● Task to complete
Lines before the one containing "# identify a point on every instance of the man's bare" in the records below are to be left out; that line and all after it, through the end, are to be retyped exactly.

● Data to examine
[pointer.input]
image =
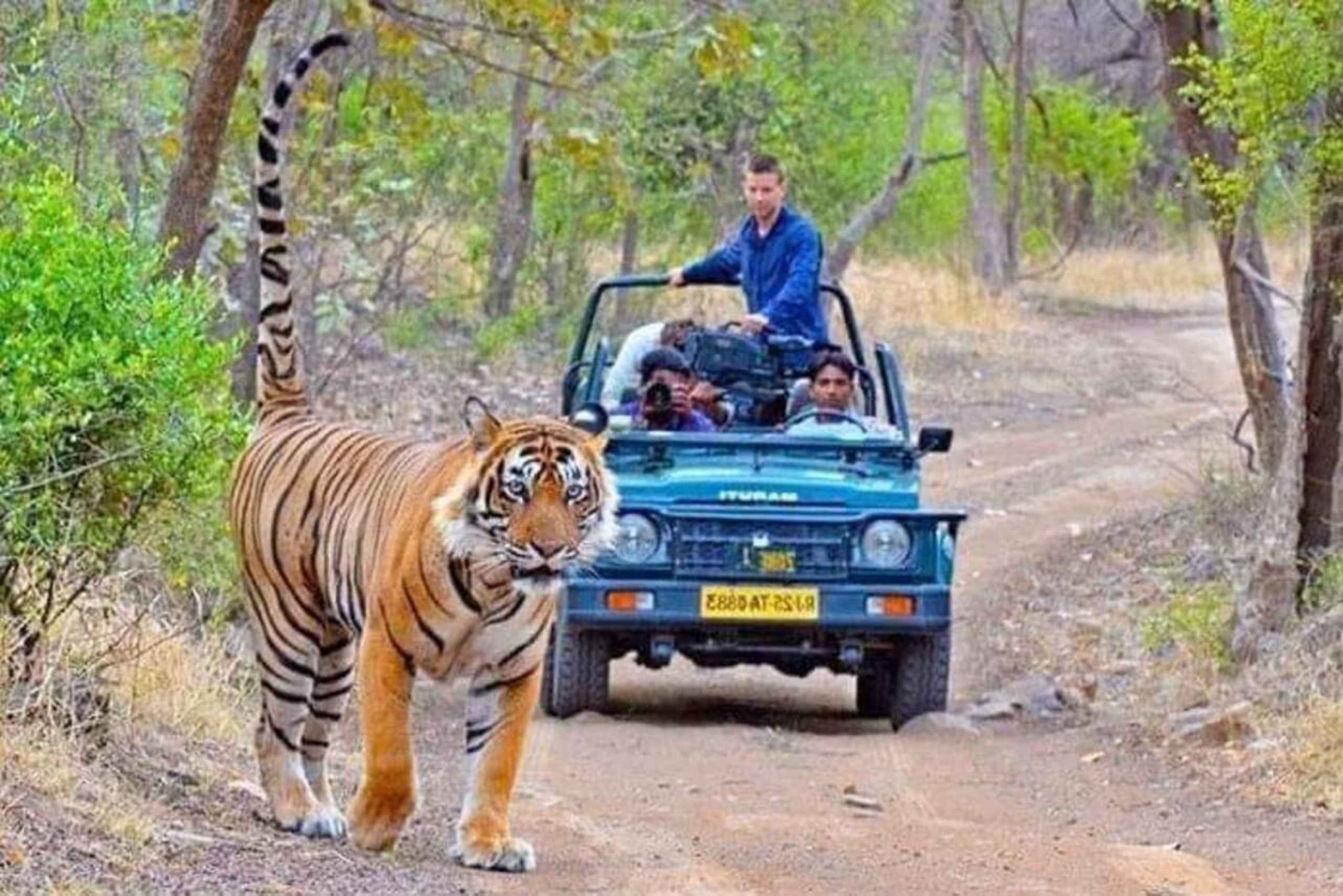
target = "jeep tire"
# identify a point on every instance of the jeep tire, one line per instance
(920, 676)
(875, 691)
(577, 673)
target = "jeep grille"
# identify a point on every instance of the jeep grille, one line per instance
(733, 547)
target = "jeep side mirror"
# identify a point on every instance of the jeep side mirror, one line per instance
(590, 418)
(934, 439)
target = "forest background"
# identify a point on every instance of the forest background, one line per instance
(461, 177)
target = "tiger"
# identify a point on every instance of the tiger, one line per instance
(378, 558)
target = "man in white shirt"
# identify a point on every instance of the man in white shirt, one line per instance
(625, 372)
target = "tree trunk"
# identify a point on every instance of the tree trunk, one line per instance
(1321, 349)
(1267, 600)
(228, 35)
(725, 180)
(1254, 330)
(884, 204)
(1017, 155)
(990, 252)
(513, 222)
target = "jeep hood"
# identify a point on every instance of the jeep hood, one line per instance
(770, 484)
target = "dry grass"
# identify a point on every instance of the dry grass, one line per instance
(1313, 756)
(182, 684)
(902, 294)
(1176, 279)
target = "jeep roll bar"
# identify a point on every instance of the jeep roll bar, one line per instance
(646, 281)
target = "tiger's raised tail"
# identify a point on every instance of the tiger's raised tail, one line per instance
(279, 370)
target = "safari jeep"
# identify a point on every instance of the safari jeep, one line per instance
(754, 544)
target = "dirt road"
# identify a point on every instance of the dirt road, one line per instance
(732, 781)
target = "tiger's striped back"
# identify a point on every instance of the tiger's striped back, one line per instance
(397, 557)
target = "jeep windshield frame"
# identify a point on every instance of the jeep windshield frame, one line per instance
(892, 397)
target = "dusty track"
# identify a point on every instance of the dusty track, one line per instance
(731, 781)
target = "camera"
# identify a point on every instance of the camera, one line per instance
(657, 400)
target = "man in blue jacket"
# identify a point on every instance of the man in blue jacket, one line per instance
(775, 254)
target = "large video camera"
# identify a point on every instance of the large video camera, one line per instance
(657, 405)
(755, 371)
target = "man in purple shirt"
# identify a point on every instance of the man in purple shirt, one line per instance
(665, 379)
(775, 254)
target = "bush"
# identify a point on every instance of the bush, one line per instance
(1197, 624)
(113, 400)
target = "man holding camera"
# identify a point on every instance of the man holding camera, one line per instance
(663, 405)
(775, 254)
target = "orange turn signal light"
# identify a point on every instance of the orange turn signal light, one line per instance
(629, 601)
(891, 605)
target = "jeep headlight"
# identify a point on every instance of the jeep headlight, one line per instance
(885, 543)
(637, 538)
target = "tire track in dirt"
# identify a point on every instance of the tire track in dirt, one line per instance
(732, 781)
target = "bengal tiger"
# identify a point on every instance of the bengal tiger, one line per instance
(397, 557)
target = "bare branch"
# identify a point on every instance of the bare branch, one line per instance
(940, 158)
(1039, 273)
(1244, 266)
(78, 471)
(884, 203)
(1243, 443)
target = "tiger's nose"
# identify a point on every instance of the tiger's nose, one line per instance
(548, 547)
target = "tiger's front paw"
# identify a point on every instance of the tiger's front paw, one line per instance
(321, 821)
(376, 817)
(505, 853)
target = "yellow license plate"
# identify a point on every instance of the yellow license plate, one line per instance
(759, 602)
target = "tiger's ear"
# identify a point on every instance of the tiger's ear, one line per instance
(483, 424)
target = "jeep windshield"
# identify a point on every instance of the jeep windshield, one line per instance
(762, 378)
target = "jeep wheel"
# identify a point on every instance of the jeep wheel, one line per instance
(921, 670)
(577, 672)
(875, 692)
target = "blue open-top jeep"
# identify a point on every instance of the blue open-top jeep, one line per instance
(759, 544)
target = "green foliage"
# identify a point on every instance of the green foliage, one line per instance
(1195, 622)
(1324, 585)
(1080, 139)
(113, 402)
(502, 333)
(1280, 56)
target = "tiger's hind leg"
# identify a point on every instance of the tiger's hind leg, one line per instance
(497, 715)
(287, 654)
(330, 694)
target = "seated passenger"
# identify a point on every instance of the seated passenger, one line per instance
(663, 400)
(625, 372)
(830, 391)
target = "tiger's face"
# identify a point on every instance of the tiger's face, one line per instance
(539, 499)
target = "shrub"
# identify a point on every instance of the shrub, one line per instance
(1197, 624)
(113, 400)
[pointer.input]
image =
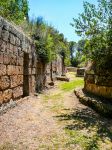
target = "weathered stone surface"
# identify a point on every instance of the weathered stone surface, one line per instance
(20, 52)
(1, 58)
(3, 46)
(15, 52)
(7, 95)
(5, 35)
(12, 39)
(2, 70)
(1, 97)
(17, 41)
(99, 90)
(17, 92)
(20, 61)
(16, 80)
(4, 82)
(80, 72)
(11, 70)
(13, 59)
(6, 59)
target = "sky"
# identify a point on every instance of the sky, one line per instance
(59, 14)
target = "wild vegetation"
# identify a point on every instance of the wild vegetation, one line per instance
(95, 26)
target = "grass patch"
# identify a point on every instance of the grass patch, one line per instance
(7, 146)
(86, 142)
(72, 85)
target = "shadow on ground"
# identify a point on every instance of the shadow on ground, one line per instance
(85, 119)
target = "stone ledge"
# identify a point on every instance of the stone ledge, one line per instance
(63, 78)
(100, 105)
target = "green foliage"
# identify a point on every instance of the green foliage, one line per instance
(49, 43)
(14, 10)
(71, 85)
(95, 24)
(79, 58)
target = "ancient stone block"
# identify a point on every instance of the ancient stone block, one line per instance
(16, 80)
(20, 52)
(1, 58)
(0, 32)
(19, 70)
(3, 46)
(5, 35)
(15, 51)
(17, 41)
(7, 95)
(6, 59)
(17, 92)
(13, 59)
(20, 61)
(2, 70)
(12, 39)
(1, 97)
(4, 82)
(11, 70)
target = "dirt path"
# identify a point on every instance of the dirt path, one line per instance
(54, 120)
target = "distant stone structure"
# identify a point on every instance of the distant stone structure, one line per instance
(21, 74)
(98, 81)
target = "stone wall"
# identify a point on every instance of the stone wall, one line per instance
(98, 81)
(17, 63)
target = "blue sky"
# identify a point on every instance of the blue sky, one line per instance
(59, 13)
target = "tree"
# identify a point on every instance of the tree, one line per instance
(72, 47)
(95, 25)
(14, 10)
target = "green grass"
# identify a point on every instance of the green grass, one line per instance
(86, 142)
(68, 86)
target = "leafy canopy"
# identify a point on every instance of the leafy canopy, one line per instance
(95, 25)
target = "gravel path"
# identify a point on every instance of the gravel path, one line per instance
(38, 123)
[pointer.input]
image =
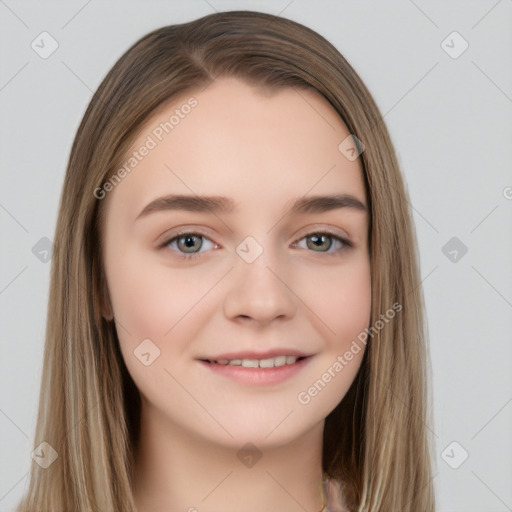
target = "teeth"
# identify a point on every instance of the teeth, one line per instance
(261, 363)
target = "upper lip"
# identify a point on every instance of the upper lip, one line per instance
(252, 354)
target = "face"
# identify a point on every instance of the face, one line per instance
(198, 285)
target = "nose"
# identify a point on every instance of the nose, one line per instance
(259, 291)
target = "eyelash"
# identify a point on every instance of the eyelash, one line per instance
(346, 244)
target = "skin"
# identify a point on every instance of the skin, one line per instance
(262, 149)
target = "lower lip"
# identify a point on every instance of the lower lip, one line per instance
(258, 376)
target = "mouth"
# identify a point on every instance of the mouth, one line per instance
(252, 362)
(257, 371)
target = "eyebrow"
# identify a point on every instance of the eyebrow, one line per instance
(221, 204)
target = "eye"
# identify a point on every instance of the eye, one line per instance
(318, 241)
(189, 243)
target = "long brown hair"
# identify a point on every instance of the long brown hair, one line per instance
(376, 440)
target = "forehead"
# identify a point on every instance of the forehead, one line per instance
(236, 140)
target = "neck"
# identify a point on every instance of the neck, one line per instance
(176, 470)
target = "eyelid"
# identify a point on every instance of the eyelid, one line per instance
(343, 239)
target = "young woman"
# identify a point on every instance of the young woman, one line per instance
(235, 316)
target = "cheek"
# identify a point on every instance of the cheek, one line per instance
(341, 301)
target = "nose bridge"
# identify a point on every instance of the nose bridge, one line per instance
(256, 287)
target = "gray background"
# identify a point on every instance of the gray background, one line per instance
(450, 120)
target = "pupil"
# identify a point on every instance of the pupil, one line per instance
(189, 241)
(318, 241)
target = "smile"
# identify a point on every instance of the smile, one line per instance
(273, 370)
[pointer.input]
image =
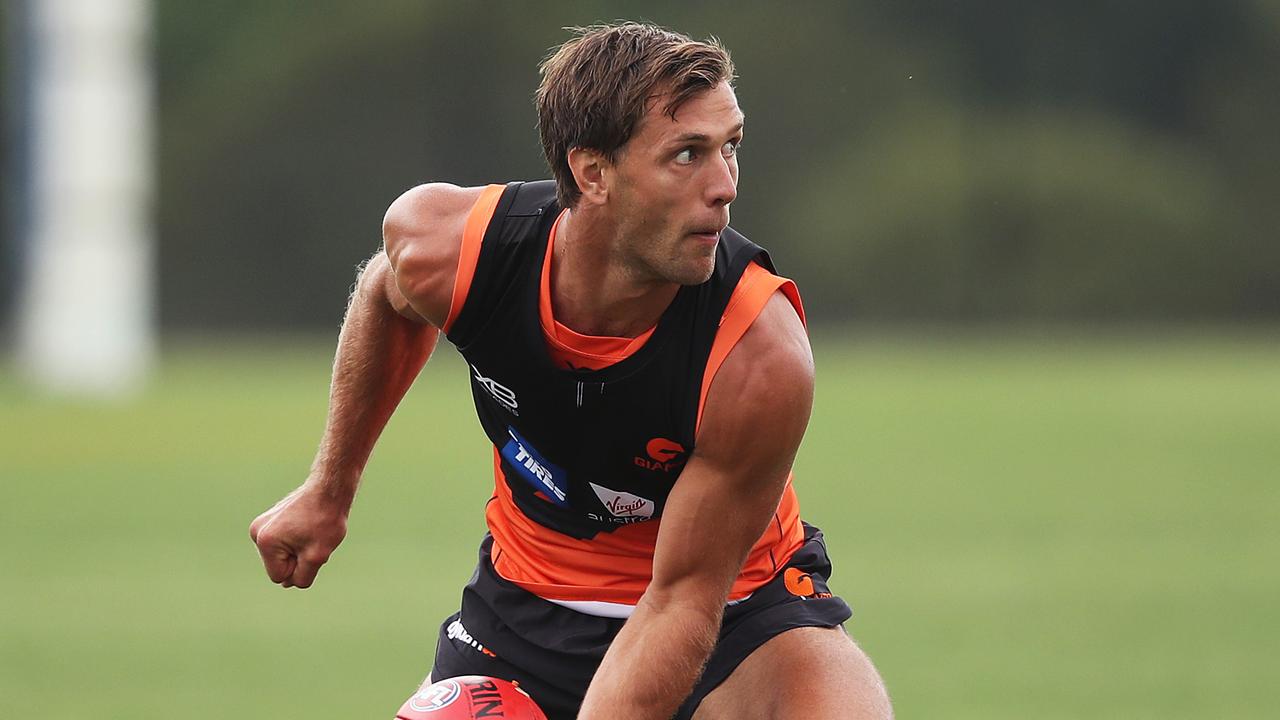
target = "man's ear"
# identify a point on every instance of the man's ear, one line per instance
(589, 172)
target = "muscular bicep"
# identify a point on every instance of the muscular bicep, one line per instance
(755, 415)
(421, 238)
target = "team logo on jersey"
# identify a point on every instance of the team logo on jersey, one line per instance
(624, 505)
(800, 584)
(535, 469)
(437, 696)
(502, 393)
(663, 455)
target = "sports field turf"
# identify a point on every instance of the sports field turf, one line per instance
(1028, 528)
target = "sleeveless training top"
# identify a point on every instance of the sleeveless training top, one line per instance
(584, 459)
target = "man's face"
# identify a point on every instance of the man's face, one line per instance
(673, 183)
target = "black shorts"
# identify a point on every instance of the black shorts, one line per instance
(552, 651)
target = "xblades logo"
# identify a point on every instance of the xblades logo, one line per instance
(662, 455)
(502, 393)
(435, 697)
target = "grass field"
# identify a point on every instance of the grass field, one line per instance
(1025, 527)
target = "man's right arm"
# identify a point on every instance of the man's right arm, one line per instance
(401, 299)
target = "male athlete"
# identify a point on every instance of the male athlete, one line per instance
(631, 359)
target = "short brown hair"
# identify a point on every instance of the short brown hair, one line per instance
(597, 87)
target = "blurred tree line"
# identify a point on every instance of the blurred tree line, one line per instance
(908, 160)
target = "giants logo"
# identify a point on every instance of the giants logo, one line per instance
(663, 455)
(800, 584)
(503, 395)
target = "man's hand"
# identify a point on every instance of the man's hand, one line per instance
(297, 534)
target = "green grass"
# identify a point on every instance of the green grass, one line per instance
(1025, 528)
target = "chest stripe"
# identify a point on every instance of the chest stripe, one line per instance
(469, 254)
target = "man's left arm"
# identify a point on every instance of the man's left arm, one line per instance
(753, 420)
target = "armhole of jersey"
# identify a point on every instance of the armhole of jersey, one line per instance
(469, 253)
(752, 294)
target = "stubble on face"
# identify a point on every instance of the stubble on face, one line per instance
(668, 210)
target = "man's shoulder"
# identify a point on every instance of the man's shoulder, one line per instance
(423, 235)
(429, 208)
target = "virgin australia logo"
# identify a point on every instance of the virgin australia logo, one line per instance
(624, 504)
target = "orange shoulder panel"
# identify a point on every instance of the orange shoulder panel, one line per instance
(754, 290)
(469, 253)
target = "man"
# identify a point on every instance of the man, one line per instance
(631, 358)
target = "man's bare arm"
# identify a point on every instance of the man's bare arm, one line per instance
(755, 415)
(400, 299)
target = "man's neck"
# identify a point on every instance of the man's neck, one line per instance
(594, 290)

● Answer to this exercise
# identify a point on every instance of the man's bare arm, one line per instance
(755, 415)
(400, 299)
target = "man's neck"
# identify a point on every instance of the man's neck, one line per instance
(594, 290)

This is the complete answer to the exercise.